[[ SOURCE TEXT open ]]
Clinical nutritionist Suzie Sawyers shares three healthy breakfasts to serve your mum, or yourself, this Mother’s Day.

Have another Pancake Day!

Pancakes with syrup and blueberries

Officially, Pancake Day has just passed. However, pancakes are a really great breakfast choice for a number of reasons and a real treat for you or your Mum.

This recipe uses:

Egg – great for protein

Wholemeal flour – low glycaemic for sustained energy

Banana – loaded with heart-loving potassium and hormone-balancing vitamin B6

Almond butter – for protein and skin-loving omega-3 fats

Coconut oil – which has a higher smoke point making it healthier for cooking

Blueberries – packed with antioxidants

Maple syrup – as a special treat!

All the ingredients, apart from the fruit, maple syrup and coconut oil, should be whisked up and then added to a pan of melted coconut oil. The batter needs about a minute a side to cook. Once on the plate (after they’ve been tossed) add sliced banana, blueberries and maple syrup. Then rush straight up the stairs and put a smile on your mum’s face! Or enjoy yourself. A delicious start to the day.

If you mum’s a chocolate-lover, try adding 1 teaspoon of cocoa powder to the batter mix.

Veggie-packed frittata

Spinach and mushroom frittata

 

Frittata is a delicious, super-healthy breakfast and loaded with energy giving nutrients to really get the day off to a brilliant start. Eating ‘5-a-day’ may not be top of you or your Mum’s list of priorities today but you will be pleased to know this one provides at least some of these.

This frittata includes:

Spinach – great for energy-giving iron

Cherry tomatoes – which contain the antioxidant lycopene

Potatoes – loaded with immune-boosting vitamin C

Mushrooms – great for energising B-vitamins

Eggs – packed with protein

It’s always best to have protein at breakfast time, whatever your choice of meal, as it helps stabilise blood sugar and maintains feelings of fullness for longer.

For this delicious Mother’s Day treat, the mushrooms should be gently fried and then set aside. The diced potatoes and tomatoes are then fried separately. Two eggs can then be added to the pan, along with the mushrooms and spinach. Cook gently for around 10 minutes and then brown under the grill.
[[ SOURCE TEXT closed ]]
[[ PROVIDED INFORMATION open ]]
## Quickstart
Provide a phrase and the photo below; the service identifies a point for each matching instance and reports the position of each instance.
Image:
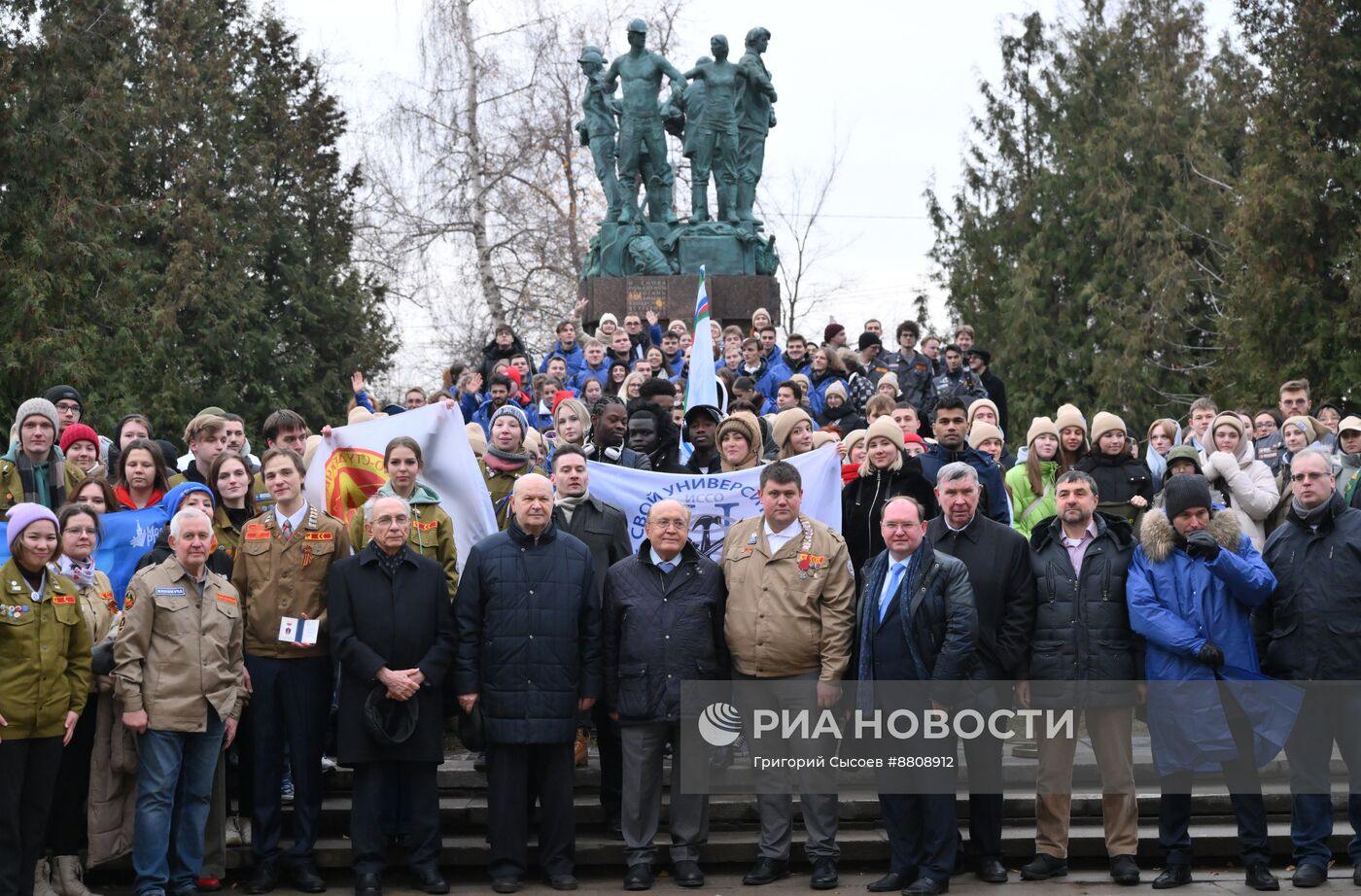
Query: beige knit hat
(1040, 426)
(1102, 423)
(1068, 415)
(980, 432)
(885, 428)
(785, 423)
(854, 438)
(983, 402)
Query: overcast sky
(895, 81)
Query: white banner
(716, 500)
(347, 469)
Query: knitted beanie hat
(1040, 426)
(983, 402)
(1183, 493)
(510, 411)
(785, 423)
(1102, 423)
(1068, 415)
(24, 514)
(37, 407)
(980, 432)
(887, 429)
(78, 432)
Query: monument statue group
(721, 113)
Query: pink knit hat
(23, 515)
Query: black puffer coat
(659, 633)
(1310, 626)
(1119, 479)
(528, 634)
(861, 506)
(1081, 623)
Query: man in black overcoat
(392, 630)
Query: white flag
(716, 500)
(347, 469)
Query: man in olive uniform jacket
(789, 617)
(281, 569)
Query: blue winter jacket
(1177, 603)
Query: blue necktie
(894, 579)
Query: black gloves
(1202, 544)
(1210, 656)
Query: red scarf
(125, 500)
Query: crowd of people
(262, 640)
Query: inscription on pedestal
(646, 293)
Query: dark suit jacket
(603, 529)
(399, 623)
(997, 559)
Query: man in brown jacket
(180, 680)
(281, 569)
(791, 619)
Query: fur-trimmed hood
(1159, 537)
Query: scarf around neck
(506, 461)
(569, 504)
(81, 572)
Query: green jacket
(501, 484)
(1029, 508)
(11, 483)
(47, 647)
(432, 531)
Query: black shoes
(687, 873)
(1125, 871)
(306, 879)
(1176, 875)
(1044, 866)
(262, 879)
(431, 881)
(766, 872)
(991, 871)
(639, 878)
(889, 882)
(1309, 875)
(1261, 878)
(823, 875)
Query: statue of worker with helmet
(640, 122)
(598, 128)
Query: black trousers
(290, 704)
(68, 828)
(366, 823)
(516, 774)
(1244, 794)
(611, 760)
(27, 783)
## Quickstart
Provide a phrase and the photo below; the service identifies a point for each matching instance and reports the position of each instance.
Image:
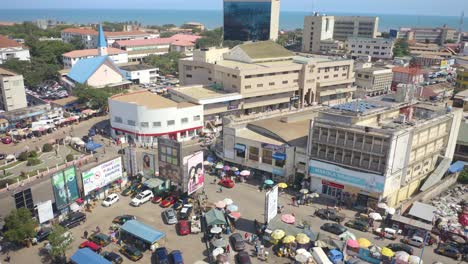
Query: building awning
(86, 256)
(437, 175)
(411, 222)
(142, 231)
(279, 156)
(457, 166)
(240, 147)
(422, 211)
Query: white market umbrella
(228, 201)
(216, 230)
(375, 216)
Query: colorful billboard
(101, 175)
(65, 187)
(195, 172)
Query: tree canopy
(167, 63)
(20, 225)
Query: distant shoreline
(211, 18)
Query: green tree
(60, 241)
(166, 63)
(20, 226)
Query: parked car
(358, 225)
(330, 214)
(162, 257)
(414, 241)
(91, 245)
(400, 247)
(110, 200)
(100, 239)
(176, 257)
(237, 242)
(186, 211)
(114, 258)
(334, 228)
(226, 182)
(120, 220)
(449, 250)
(142, 198)
(243, 258)
(131, 252)
(170, 216)
(74, 219)
(183, 228)
(168, 201)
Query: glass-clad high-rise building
(251, 20)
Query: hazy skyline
(420, 7)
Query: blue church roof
(102, 43)
(83, 69)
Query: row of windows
(184, 120)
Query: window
(267, 156)
(253, 153)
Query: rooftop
(5, 42)
(137, 67)
(91, 52)
(149, 100)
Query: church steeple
(102, 43)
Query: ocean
(211, 18)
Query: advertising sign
(102, 175)
(169, 160)
(271, 204)
(365, 181)
(45, 211)
(147, 164)
(195, 172)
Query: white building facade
(143, 116)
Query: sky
(420, 7)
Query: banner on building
(195, 176)
(271, 204)
(102, 175)
(45, 211)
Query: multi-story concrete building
(143, 116)
(11, 49)
(377, 48)
(462, 77)
(377, 150)
(251, 20)
(269, 77)
(373, 81)
(71, 58)
(12, 94)
(89, 36)
(438, 35)
(317, 29)
(355, 26)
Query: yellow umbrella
(302, 238)
(277, 234)
(365, 243)
(387, 252)
(288, 239)
(282, 185)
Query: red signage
(332, 184)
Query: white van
(319, 256)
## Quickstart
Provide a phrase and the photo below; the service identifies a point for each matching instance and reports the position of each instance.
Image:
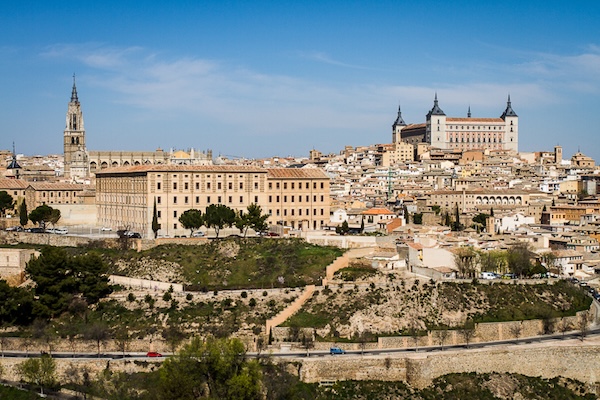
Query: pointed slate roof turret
(399, 121)
(74, 98)
(14, 164)
(436, 110)
(509, 111)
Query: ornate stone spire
(509, 111)
(436, 110)
(74, 98)
(399, 121)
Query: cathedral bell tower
(75, 153)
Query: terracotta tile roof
(299, 173)
(12, 184)
(377, 211)
(475, 120)
(59, 186)
(180, 168)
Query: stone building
(81, 164)
(443, 132)
(125, 196)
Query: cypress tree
(23, 217)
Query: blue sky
(256, 79)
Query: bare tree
(564, 326)
(583, 325)
(442, 337)
(515, 329)
(3, 341)
(468, 332)
(308, 342)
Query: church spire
(509, 111)
(436, 110)
(74, 98)
(399, 121)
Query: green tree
(342, 229)
(16, 305)
(155, 224)
(191, 219)
(6, 202)
(218, 216)
(60, 278)
(417, 219)
(211, 368)
(492, 260)
(98, 332)
(23, 216)
(173, 335)
(39, 371)
(42, 215)
(519, 260)
(456, 225)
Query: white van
(488, 275)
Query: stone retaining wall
(419, 370)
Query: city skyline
(257, 80)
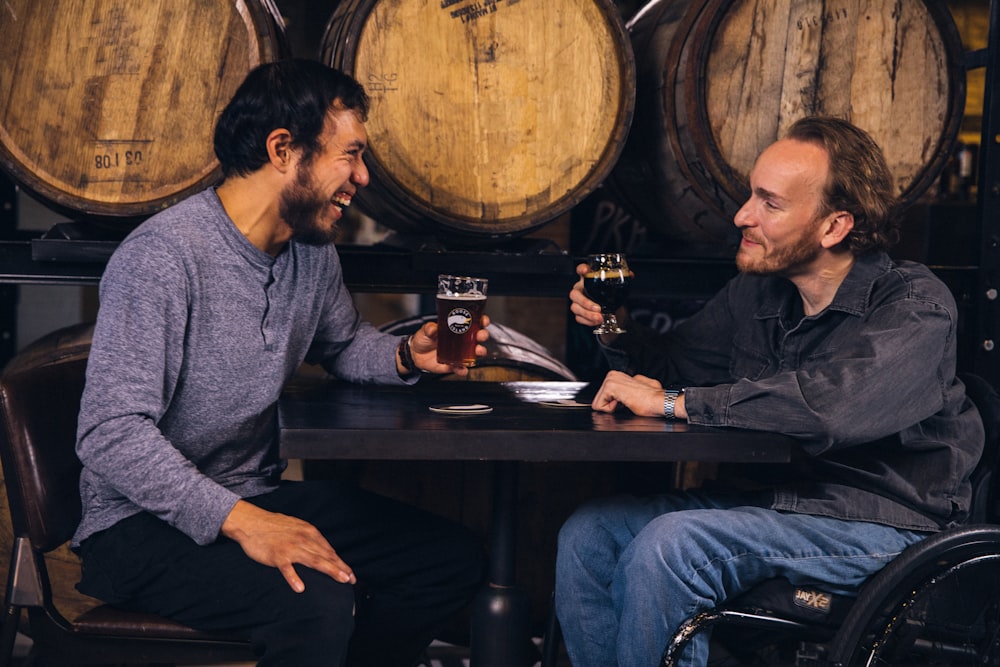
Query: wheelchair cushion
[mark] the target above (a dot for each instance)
(807, 604)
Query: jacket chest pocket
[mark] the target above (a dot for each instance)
(749, 363)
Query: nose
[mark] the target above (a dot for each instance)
(360, 174)
(742, 217)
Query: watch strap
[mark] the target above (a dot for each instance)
(670, 401)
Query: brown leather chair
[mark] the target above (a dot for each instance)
(39, 400)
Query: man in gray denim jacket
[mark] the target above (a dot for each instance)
(823, 337)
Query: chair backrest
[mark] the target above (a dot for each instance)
(40, 394)
(985, 480)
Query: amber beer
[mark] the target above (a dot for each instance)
(460, 302)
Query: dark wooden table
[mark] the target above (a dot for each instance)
(335, 420)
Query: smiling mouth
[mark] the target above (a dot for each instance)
(341, 200)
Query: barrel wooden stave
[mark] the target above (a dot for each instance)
(489, 119)
(719, 80)
(112, 104)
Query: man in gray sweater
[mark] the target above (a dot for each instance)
(207, 309)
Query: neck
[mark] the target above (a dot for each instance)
(819, 283)
(251, 204)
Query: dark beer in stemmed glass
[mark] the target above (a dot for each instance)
(460, 304)
(607, 282)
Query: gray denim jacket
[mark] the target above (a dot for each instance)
(868, 386)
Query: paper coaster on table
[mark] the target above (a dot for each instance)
(470, 409)
(565, 403)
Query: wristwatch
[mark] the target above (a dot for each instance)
(669, 401)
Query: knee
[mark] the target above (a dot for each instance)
(588, 528)
(323, 612)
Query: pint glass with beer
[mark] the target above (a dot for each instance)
(460, 301)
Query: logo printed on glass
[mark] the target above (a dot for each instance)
(459, 320)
[[ PROVIDED INFORMATION closed ]]
AIM OF THE EXERCISE: Continue the Mother's Day breakfast text from the point where it stops.

RESULT OF THE EXERCISE:
This might take a little longer to prepare, but you and your Mum are certainly worth the effort. It’s a wonderfully nutritious start to the day.

The loveliest smashed avocado

Smashed avocado, cherry tomatoes and feta on toast

Smashed avocado is very popular right now so why not treat you or your Mum to some today? Many people avoid avocados, fearing they’ll help pile on the pounds. Whilst they are fairly high in calories, they’re packed full of healthy fats, and so can still be eaten regularly.

Avocados have some protein but most importantly are high in heart-healthy monounsaturated fats, which will also keep hunger in check. Plus they’re loaded with vitamin E so you or your Mum’s skin will glow!

For this you will need:

Avocado

Cherry tomatoes

Lime Juice

Balsamic Vinegar

Feta Cheese

Rocket

Sourdough bread

Toast some sourdough bread (it’s much lower in gluten so potentially less disruptive to the digestion). Smash the avocado in a bowl with some lime juice and salt and pepper. In another bowl, mix a few chopped cherry tomatoes with some balsamic vinegar. Then spread the avocado mixture on the toast and load it with the tomato mixture, crumble over some delicious feta cheese and finish with some rocket. A truly delicious treat on Mother’s Day.

So enjoy making one of these three great breakfasts either for your Mum or for yourself and your family this Mother’s Day.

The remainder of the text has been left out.